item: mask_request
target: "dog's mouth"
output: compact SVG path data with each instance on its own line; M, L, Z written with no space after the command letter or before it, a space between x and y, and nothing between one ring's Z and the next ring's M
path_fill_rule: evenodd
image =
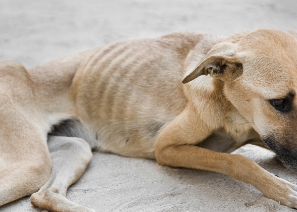
M265 137L263 141L275 153L285 166L291 171L297 172L297 150L284 147L270 137Z

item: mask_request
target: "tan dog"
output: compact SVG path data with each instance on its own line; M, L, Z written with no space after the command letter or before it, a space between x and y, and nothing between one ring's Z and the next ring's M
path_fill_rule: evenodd
M93 149L216 171L297 208L297 186L228 154L248 143L270 148L297 171L294 33L175 33L28 71L3 64L0 205L39 190L35 206L93 211L65 197Z

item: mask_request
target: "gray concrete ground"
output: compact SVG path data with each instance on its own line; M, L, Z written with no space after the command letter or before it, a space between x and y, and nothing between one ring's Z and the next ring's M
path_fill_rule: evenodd
M297 29L297 11L295 0L0 0L0 61L30 67L119 40L177 31ZM247 146L237 153L297 183L297 174L272 152ZM294 211L221 174L99 153L67 197L98 212ZM41 210L25 197L0 211Z

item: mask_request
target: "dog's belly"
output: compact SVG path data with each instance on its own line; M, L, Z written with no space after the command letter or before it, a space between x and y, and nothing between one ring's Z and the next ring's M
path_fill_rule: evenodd
M154 158L158 133L186 106L183 58L161 44L103 47L78 70L72 91L78 114L96 134L99 151Z

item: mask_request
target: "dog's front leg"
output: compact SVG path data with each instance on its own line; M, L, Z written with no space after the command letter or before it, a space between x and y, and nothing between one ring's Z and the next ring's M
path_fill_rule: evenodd
M66 198L67 189L83 174L93 158L89 144L76 137L49 136L52 171L49 181L31 196L33 205L50 212L94 212Z
M243 156L195 146L197 138L200 136L204 139L210 130L203 125L195 130L194 122L198 123L191 120L191 115L182 114L160 133L155 152L159 164L224 174L251 184L266 197L283 205L297 208L297 186L275 176Z

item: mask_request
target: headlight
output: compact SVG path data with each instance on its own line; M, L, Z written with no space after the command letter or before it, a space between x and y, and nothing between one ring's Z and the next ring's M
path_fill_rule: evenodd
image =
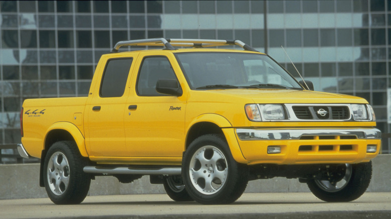
M285 114L282 105L280 104L259 104L261 114L266 120L285 120Z
M245 110L246 110L246 114L250 120L254 122L262 120L258 104L247 104L245 106Z
M352 104L353 117L355 120L368 120L368 114L366 112L366 106L363 104Z

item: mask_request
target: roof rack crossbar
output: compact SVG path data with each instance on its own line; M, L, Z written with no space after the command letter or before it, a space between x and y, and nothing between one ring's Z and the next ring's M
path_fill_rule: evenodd
M112 52L117 52L122 46L165 46L169 50L177 50L174 46L194 47L196 48L219 46L226 45L239 46L245 50L258 52L250 46L238 40L200 40L200 39L170 39L156 38L152 39L120 41L114 46Z

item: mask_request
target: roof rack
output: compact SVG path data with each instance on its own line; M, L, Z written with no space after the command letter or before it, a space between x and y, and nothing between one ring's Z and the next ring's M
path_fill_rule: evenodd
M136 40L134 40L120 41L114 46L112 52L117 52L122 46L165 46L166 50L176 50L174 46L193 47L202 48L205 47L218 46L228 45L237 45L244 50L258 52L250 46L238 40L199 40L199 39L169 39L156 38L153 39Z

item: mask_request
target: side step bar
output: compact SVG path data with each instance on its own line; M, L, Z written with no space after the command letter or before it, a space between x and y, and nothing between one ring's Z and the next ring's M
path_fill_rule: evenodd
M87 166L83 168L87 174L114 175L116 174L134 174L140 175L180 175L180 167L161 168L136 168L131 167L108 167Z

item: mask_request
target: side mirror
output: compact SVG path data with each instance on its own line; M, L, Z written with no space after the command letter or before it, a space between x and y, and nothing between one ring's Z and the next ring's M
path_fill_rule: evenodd
M182 96L182 88L176 79L159 79L156 83L156 91L176 96Z
M314 90L314 84L312 84L312 82L310 80L305 80L305 83L304 83L304 82L302 80L300 80L299 82L299 83L301 84L303 87L304 87L305 90L307 90L307 86L305 85L306 84L308 86L308 88L309 88L310 90Z

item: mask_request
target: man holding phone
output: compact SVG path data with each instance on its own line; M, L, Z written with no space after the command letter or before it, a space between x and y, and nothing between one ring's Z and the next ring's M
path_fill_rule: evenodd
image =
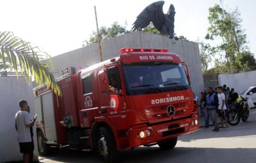
M23 153L24 163L29 162L29 155L33 151L30 127L34 126L36 120L36 116L31 121L29 117L29 108L26 100L19 102L20 111L15 114L15 128L18 134L17 140L20 146L20 153Z

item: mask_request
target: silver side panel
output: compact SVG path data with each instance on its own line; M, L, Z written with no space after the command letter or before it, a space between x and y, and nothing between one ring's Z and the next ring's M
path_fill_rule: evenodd
M44 124L45 127L45 137L48 141L56 141L56 130L54 121L54 113L52 101L52 91L45 93L42 95Z
M36 121L43 121L42 116L41 97L38 96L34 98L35 113L37 114Z

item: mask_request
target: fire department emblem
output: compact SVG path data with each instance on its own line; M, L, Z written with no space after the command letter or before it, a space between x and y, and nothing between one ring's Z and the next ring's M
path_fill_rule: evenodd
M114 98L111 98L110 99L110 104L109 104L109 105L110 105L110 107L111 107L112 109L115 109L115 108L116 107L116 99L115 99Z
M169 105L167 107L167 113L169 114L170 116L174 116L175 114L175 109L174 109L174 107L172 105Z

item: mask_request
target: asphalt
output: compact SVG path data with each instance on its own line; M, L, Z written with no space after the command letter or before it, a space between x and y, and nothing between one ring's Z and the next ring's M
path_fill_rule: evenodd
M200 118L200 121L204 118ZM202 122L201 122L202 123ZM176 147L162 151L157 146L138 147L119 154L119 162L256 162L256 109L252 109L248 123L212 132L212 127L179 137ZM42 163L102 162L95 152L77 152L67 148L47 157Z

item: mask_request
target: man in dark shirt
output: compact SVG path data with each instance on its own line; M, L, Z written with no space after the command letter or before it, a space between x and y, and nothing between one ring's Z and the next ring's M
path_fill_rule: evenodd
M214 123L214 128L212 131L219 131L219 125L218 123L218 114L217 113L217 107L218 105L218 95L213 91L211 87L208 88L208 95L206 96L206 109ZM206 124L207 125L207 124ZM208 120L209 125L209 120Z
:::::
▶ What is needed: Reproduce all of the data above line for line, keeping every character unchanged, and leave out the pictures.

▶ Response below:
item: mask_request
target: "dog's mouth"
output: compact SVG path data with each instance on its own line; M, L, Z written with no space after the command letter or before it, a space between x and y, and nothing between one ring's Z and the next ring's M
path_fill_rule: evenodd
image =
M265 137L263 141L275 153L285 166L291 171L297 172L297 150L284 147L270 137Z

item: mask_request
target: "tan dog"
output: compact SVG path data with each instance on its own line; M, L, Z written with no space after the command letter or before it, a space between x and y, and nothing between one ring's Z and the next ring's M
path_fill_rule: evenodd
M93 149L216 171L297 208L297 186L228 154L248 143L270 148L297 171L294 33L175 33L28 71L3 64L0 205L39 190L35 206L93 211L65 197Z

item: mask_request
target: "gray concrete ground"
output: compact SVG path data with each instance on its own line; M, L, Z written with no space after the command letter or before it, a space between x and y, and nothing between one ring's Z and the next ring's M
path_fill_rule: evenodd
M297 29L297 11L295 0L0 0L0 61L30 67L119 40L177 31ZM247 146L237 153L297 183L297 174L272 152ZM294 211L221 174L99 153L67 197L98 212ZM41 210L25 197L0 211Z

item: mask_request
target: "dog's belly"
output: compact SVG path data with each instance on its own line; M, L, Z written with no space after the command letter or before it, a space between x and y, and nothing between one ring's Z and the next ring's M
path_fill_rule: evenodd
M154 158L158 133L186 106L183 58L161 44L103 47L78 70L72 91L78 114L96 134L99 151Z

item: mask_request
target: "dog's front leg"
output: compact SVG path data with each instance on its own line; M, L, Z written with no space after the command letter or before it, a space between x and y, and nothing between one ring's Z and the next ring's M
path_fill_rule: evenodd
M66 198L67 189L83 174L93 158L89 144L76 137L49 136L52 171L49 181L31 196L33 205L50 212L94 212Z
M243 156L195 146L197 138L200 136L204 139L210 130L203 125L195 130L194 122L198 123L191 120L191 115L182 114L160 133L155 152L159 164L224 174L251 184L266 197L283 205L297 208L297 186L275 176Z

item: mask_request
target: headlight
output: compact SVG path data with each instance on its own line; M, L, Z written with no space after the command letter or before it, a space between x and y, and nothing between one ring's Z and the next ring's M
path_fill_rule: evenodd
image =
M285 114L282 105L280 104L259 104L261 114L266 120L285 120Z
M245 110L246 110L246 114L250 120L254 122L262 120L258 104L247 104L245 106Z
M352 104L353 117L355 120L368 120L368 114L366 112L366 106L363 104Z

item: mask_request
target: roof rack crossbar
output: compact SVG path data with each instance on its own line; M, L, Z written with no space after the command letter or before it, a space between x and y, and nothing between one ring's Z and the next ring's M
path_fill_rule: evenodd
M112 52L117 52L122 46L165 46L169 50L177 50L174 46L194 47L196 48L219 46L226 45L239 46L245 50L258 52L250 46L238 40L200 40L200 39L170 39L156 38L152 39L120 41L114 46Z

item: mask_request
target: roof rack
output: compact SVG path data with each instance on its own line; M, L, Z written with no space after the command letter or before it, a space between x and y, and nothing between one ring's Z and the next ring's M
path_fill_rule: evenodd
M136 40L134 40L120 41L114 46L112 52L117 52L122 46L165 46L166 50L176 50L174 46L193 47L202 48L205 47L218 46L228 45L237 45L244 50L258 52L250 46L238 40L199 40L199 39L169 39L156 38L153 39Z

item: mask_request
target: side step bar
output: compact SVG path data with each instance on its own line; M, L, Z written with no space after the command letter or before it, a space between x and y, and nothing between one ring's Z and the next ring's M
path_fill_rule: evenodd
M87 166L83 168L87 174L114 175L116 174L134 174L140 175L180 175L180 167L161 168L136 168L131 167L108 167Z

item: mask_request
target: side mirror
output: compact SVG path data with each instance on its own line; M, L, Z written with no space after the command letter or before it, a space between x and y, and nothing between one ring's Z and the next ring's M
path_fill_rule: evenodd
M182 96L182 88L176 79L159 79L156 83L156 91L176 96Z
M314 90L314 84L312 84L312 82L310 80L305 80L305 83L304 83L304 82L302 80L300 80L299 82L299 83L301 84L303 87L304 87L305 90L307 90L307 86L305 85L306 84L308 86L308 88L309 88L310 90Z

item: mask_request
target: man holding phone
output: compact SVG path data with each instance on its own line; M, L, Z written with no space after the command letter or before it, a space between x and y, and nothing between one ring's Z and the next ring's M
path_fill_rule: evenodd
image =
M23 153L24 163L29 162L29 155L33 151L30 127L34 126L36 120L36 116L31 121L29 117L29 108L26 100L19 102L20 111L15 114L15 128L18 134L17 140L20 146L20 153Z

item: mask_request
target: silver side panel
output: compact SVG path data with each instance on its own line; M, L, Z written with no space after the command letter or before it, a space between x and y, and nothing between one ring's Z and the next ring's M
path_fill_rule: evenodd
M44 124L45 127L45 137L48 141L56 141L56 130L54 121L54 113L52 101L52 91L45 93L42 95Z
M36 121L43 121L42 116L41 97L38 96L34 98L35 113L37 114Z

item: mask_request
target: fire department emblem
output: compact SVG path data with each instance on its own line; M, L, Z written with no space after the command letter or before it, a space between x and y, and nothing between one ring's Z and the next ring's M
path_fill_rule: evenodd
M114 98L111 98L110 99L110 104L109 104L109 105L110 105L110 107L111 107L112 109L115 109L115 108L116 107L116 99L115 99Z
M169 105L167 107L167 113L169 114L170 116L174 116L175 114L175 109L174 109L174 107L172 105Z

item: mask_request
target: asphalt
output: compact SVG path data with each instance on its own line; M, L, Z written with no space after the command letter or before it, a space between x and y, and nothing between one ring's Z and the next ring's M
path_fill_rule: evenodd
M200 118L200 121L204 118ZM202 122L201 122L202 123ZM176 147L162 151L157 146L138 147L119 154L119 162L256 162L256 109L252 109L248 123L212 132L212 127L179 137ZM42 163L102 162L95 152L77 152L67 148L47 157Z

item: mask_request
target: man in dark shirt
output: compact SVG path data with each instance on its own line; M, L, Z written with no space after the command letter or before it, a space between x and y, and nothing between one ring's Z and the next ring's M
path_fill_rule: evenodd
M214 123L214 128L212 131L219 131L219 125L218 123L218 114L217 113L217 107L218 105L218 95L213 91L211 87L208 88L208 95L206 96L206 109ZM206 124L207 125L207 124ZM208 120L209 125L209 120Z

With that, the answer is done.